* Provided information
= = =

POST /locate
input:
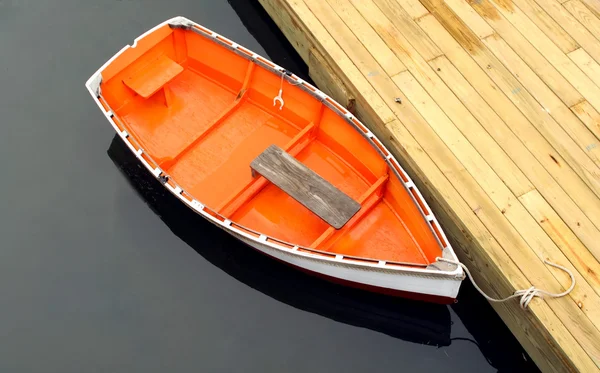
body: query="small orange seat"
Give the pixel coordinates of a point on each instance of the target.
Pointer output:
(153, 76)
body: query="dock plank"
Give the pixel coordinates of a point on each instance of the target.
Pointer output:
(589, 116)
(584, 16)
(305, 186)
(563, 123)
(551, 52)
(538, 14)
(503, 228)
(587, 64)
(476, 71)
(569, 23)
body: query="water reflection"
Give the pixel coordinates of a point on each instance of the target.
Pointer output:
(408, 320)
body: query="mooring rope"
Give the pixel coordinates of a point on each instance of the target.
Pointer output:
(526, 294)
(279, 97)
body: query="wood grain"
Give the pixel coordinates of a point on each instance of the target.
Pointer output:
(498, 125)
(305, 186)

= = =

* Task directions
Each line of the data is to be duplicated exactly; pictures stay out of the copy.

* Exercise answer
POST /locate
input:
body: query="small orange seat"
Give the pixel coordinates of a point on each instance of the target.
Pointer output:
(153, 76)
body: query="dock plank"
Give the pixel coordinates of a point on each instance of the target.
Pointer output:
(589, 116)
(584, 16)
(305, 186)
(563, 123)
(551, 52)
(538, 14)
(503, 228)
(587, 64)
(476, 71)
(569, 23)
body: query="water reflection"
Give the pixel coordinates of a point on each instance of the target.
Pointer output:
(408, 320)
body: query="mooring rope"
Give the pixel coordinates of a point on each instance of the target.
Pointer output:
(526, 294)
(279, 97)
body: query="wood grain"
Give the pixel coordinates of a point on each instance of the target.
Pointer output:
(498, 125)
(305, 186)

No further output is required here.